WHAT THIS TASK INVOLVES: Reproduce every row below without any change.

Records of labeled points
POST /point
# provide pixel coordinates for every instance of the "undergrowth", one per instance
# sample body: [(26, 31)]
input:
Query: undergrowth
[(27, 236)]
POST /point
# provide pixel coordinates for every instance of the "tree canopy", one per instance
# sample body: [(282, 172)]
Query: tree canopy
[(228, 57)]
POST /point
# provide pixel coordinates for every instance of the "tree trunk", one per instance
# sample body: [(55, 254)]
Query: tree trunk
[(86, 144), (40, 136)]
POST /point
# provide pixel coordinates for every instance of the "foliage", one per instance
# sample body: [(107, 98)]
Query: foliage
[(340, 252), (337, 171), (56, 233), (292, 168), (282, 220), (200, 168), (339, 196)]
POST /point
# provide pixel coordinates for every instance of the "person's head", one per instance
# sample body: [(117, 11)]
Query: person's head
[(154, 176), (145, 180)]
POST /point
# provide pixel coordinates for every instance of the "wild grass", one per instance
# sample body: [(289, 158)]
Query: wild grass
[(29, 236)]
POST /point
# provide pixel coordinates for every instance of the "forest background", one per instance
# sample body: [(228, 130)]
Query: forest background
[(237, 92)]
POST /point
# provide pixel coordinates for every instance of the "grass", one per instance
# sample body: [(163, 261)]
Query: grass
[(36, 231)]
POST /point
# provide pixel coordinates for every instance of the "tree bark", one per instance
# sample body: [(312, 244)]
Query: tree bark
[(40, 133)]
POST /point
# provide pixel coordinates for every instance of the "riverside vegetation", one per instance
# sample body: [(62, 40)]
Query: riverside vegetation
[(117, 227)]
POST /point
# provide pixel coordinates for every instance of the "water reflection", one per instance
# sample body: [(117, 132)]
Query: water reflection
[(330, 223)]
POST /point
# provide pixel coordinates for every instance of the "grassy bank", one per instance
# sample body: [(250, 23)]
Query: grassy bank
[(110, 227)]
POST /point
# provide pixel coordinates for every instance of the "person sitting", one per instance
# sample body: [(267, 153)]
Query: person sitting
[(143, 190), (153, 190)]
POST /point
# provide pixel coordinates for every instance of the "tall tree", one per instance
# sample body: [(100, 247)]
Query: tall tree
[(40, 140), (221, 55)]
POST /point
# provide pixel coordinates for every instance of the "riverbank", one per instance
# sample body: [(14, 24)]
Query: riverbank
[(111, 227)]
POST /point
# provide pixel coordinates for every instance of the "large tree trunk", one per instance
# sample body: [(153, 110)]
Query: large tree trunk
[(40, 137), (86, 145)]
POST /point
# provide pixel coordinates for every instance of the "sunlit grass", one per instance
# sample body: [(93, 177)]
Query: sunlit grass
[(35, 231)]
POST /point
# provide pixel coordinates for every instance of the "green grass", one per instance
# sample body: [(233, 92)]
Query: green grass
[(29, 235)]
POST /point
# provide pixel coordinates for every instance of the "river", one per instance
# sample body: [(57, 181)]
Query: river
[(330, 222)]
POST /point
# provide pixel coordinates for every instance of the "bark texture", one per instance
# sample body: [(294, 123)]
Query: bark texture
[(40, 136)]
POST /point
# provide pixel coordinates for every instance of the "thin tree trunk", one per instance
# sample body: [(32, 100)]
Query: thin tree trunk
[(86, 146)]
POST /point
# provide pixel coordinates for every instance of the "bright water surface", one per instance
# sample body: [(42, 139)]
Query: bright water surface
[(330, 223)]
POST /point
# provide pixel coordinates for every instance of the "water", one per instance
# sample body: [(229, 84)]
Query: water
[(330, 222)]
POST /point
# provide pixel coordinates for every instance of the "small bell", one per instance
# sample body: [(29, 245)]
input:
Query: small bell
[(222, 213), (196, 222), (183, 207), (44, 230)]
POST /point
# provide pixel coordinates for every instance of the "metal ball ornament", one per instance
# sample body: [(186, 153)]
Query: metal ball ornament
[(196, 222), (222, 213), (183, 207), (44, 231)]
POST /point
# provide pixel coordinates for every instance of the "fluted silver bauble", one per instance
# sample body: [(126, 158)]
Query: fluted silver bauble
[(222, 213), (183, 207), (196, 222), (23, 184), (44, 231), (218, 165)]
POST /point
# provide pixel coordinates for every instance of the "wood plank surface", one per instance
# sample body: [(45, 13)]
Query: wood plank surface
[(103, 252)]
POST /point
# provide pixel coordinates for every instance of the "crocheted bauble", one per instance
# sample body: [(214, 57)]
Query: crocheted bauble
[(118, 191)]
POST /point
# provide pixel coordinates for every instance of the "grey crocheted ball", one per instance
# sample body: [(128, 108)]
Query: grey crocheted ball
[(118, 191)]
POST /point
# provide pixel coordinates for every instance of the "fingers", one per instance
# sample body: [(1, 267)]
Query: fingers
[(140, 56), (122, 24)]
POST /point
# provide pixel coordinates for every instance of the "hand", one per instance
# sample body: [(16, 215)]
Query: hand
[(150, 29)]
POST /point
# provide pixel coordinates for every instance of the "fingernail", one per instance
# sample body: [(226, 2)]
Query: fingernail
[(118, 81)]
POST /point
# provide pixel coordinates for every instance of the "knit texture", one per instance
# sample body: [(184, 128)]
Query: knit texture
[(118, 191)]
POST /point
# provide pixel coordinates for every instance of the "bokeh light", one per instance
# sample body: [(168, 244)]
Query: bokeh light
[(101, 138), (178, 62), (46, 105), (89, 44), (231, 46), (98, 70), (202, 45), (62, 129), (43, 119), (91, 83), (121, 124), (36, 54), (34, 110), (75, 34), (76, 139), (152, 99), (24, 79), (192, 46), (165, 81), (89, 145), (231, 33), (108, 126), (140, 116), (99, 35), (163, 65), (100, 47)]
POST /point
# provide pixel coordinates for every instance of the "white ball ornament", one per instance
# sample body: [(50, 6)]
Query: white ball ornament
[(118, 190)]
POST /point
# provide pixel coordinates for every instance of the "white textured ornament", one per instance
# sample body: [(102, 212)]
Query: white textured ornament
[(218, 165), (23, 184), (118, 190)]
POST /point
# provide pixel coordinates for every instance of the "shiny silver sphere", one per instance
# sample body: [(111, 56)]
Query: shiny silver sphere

EXERCISE RESULT:
POST /point
# provide pixel coordinates for every instance of the "undergrowth", one per instance
# sample body: [(26, 31)]
input:
Query: undergrowth
[(27, 236)]
POST /point
# provide pixel coordinates for every instance of the "tree canopy", one per instance
# sample body: [(282, 172)]
Query: tree canopy
[(228, 57)]
POST /point
# provide pixel coordinates for every instance of the "tree trunk", one per instance
# sample body: [(55, 254)]
Query: tree trunk
[(86, 144), (40, 136)]
POST /point
# provide pixel coordinates for every instance of the "foliage", one per instance
# sample body: [(107, 98)]
Query: foliage
[(340, 252), (337, 171), (56, 233), (292, 168), (282, 220), (200, 168), (339, 196)]
POST /point
# provide pixel coordinates for every instance of the "person's head", one per instance
# sample body: [(117, 11)]
Query: person's head
[(154, 176), (145, 180)]
POST /point
# provide pixel coordinates for every instance of the "wild grass", one per instance
# sample body: [(289, 158)]
Query: wild grass
[(29, 236)]
POST /point
# provide pixel coordinates for every instance of the "forest background", one per instance
# sample body: [(228, 130)]
Query: forest background
[(237, 92)]
POST /point
# provide pixel coordinates for every instance of the "grass", one per instance
# sample body: [(163, 261)]
Query: grass
[(36, 231)]
POST /point
# provide pixel coordinates for every instance of the "tree bark", one per instance
# sample body: [(312, 244)]
Query: tree bark
[(40, 133)]
POST /point
# provide pixel coordinates for every instance of the "riverside vegetation", one per instance
# sample body: [(62, 40)]
Query: riverside vegetation
[(117, 227)]
POST /point
# provide pixel coordinates for every instance of the "water reflection", one per instance
# sample body: [(117, 132)]
Query: water reflection
[(330, 223)]
POST /point
# provide pixel coordinates for every instance of the "grassy bank", one per instance
# sample body: [(250, 23)]
Query: grassy bank
[(110, 227)]
POST /point
# provide pixel coordinates for every instance of the "person sitting", one per instance
# sample body: [(267, 153)]
Query: person sitting
[(143, 190), (153, 190)]
POST /point
# provide pixel coordinates for every instance of the "tall tree", one per instance
# sample body: [(100, 247)]
Query: tall tree
[(40, 140), (221, 55)]
POST /point
# provide pixel coordinates for every instance of the "riverbank", one per instance
# sample body: [(14, 24)]
Query: riverbank
[(111, 227)]
POST /point
# provide pixel coordinates for every instance of the "large tree trunk", one per instance
# sample body: [(153, 110)]
Query: large tree trunk
[(40, 137), (86, 145)]
POST /point
# provide pixel coordinates for every instance of the "sunlit grass", one per instance
# sample body: [(93, 177)]
Query: sunlit grass
[(35, 231)]
POST /point
# provide pixel coordinates for every instance of the "green grass", one per instance
# sample body: [(233, 92)]
Query: green grass
[(29, 235)]
POST /point
# provide pixel coordinates for every instance of the "river", one per instance
# sample body: [(57, 181)]
Query: river
[(330, 222)]
POST /point
# provide pixel coordinates for every instance of the "bark texture", one per instance
# sample body: [(294, 123)]
Query: bark texture
[(40, 136)]
POST /point
# provide pixel coordinates for every instance of the "thin tree trunk", one per instance
# sample body: [(32, 100)]
Query: thin tree trunk
[(86, 146)]
POST /point
# provide pixel coordinates for every instance of the "bright water surface", one per instance
# sample body: [(42, 139)]
Query: bright water surface
[(330, 223)]
POST /point
# provide pixel coordinates for every instance of the "water", one per instance
# sample body: [(229, 84)]
Query: water
[(330, 222)]
POST /point
# provide pixel coordinates for every instance of the "small bell", one per instance
# sample body: [(29, 245)]
input:
Query: small bell
[(222, 213), (196, 222), (183, 207), (44, 230)]
POST /point
# provide pixel coordinates for every instance of the "metal ball ornament", one per instance
# sample body: [(186, 153)]
Query: metal ball ornament
[(196, 222), (222, 213), (183, 207), (44, 231)]
POST /point
# provide pixel coordinates for every instance of the "fluted silver bauble", one per instance
# sample body: [(126, 158)]
Query: fluted silver bauble
[(222, 213), (183, 207), (196, 222), (23, 184), (44, 231), (218, 165)]
POST /point
# provide pixel coordinates for every instance of the "wood plank surface", one per instance
# sample body: [(45, 13)]
Query: wood plank surface
[(103, 252)]
POST /point
# provide pixel coordinates for every instance of the "crocheted bauble", one per instance
# sample body: [(214, 57)]
Query: crocheted bauble
[(118, 191)]
POST /point
# provide pixel coordinates for every instance of the "grey crocheted ball", one per instance
# sample body: [(128, 108)]
Query: grey crocheted ball
[(118, 191)]
POST /point
# provide pixel coordinates for every instance of the "fingers", one per instance
# sample body: [(1, 267)]
Query: fingers
[(140, 56), (122, 24)]
POST /point
# provide pixel coordinates for every instance of the "hand", one per instance
# sample body: [(16, 215)]
Query: hand
[(150, 29)]
POST /point
# provide pixel coordinates for every instance of the "fingernail", one per instance
# sample body: [(226, 2)]
Query: fingernail
[(118, 81)]
POST /point
# provide pixel coordinates for every instance of the "knit texture", one per instance
# sample body: [(184, 128)]
Query: knit texture
[(118, 191)]
POST /point
# provide pixel coordinates for every instance of the "bokeh light", one per instance
# sample body: [(168, 244)]
Query: bokeh light
[(101, 138), (178, 62), (46, 105), (89, 44), (231, 46), (98, 70), (202, 45), (62, 129), (43, 119), (91, 83), (121, 124), (36, 54), (34, 110), (75, 34), (76, 139), (152, 99), (24, 79), (192, 46), (165, 81), (89, 145), (231, 33), (108, 126), (140, 116), (99, 35), (163, 65), (100, 47)]
POST /point
# provide pixel coordinates for every instance of the "white ball ornament", one per instance
# sample body: [(50, 6)]
Query: white ball ornament
[(118, 190)]
POST /point
# provide pixel coordinates for every instance of the "white textured ornament", one per instance
# sample body: [(102, 212)]
Query: white textured ornament
[(218, 165), (23, 184), (118, 190)]
POST /point
# provide pixel coordinates for every instance of the "shiny silver sphere", one per instance
# sample body: [(111, 56)]
Query: shiny silver sphere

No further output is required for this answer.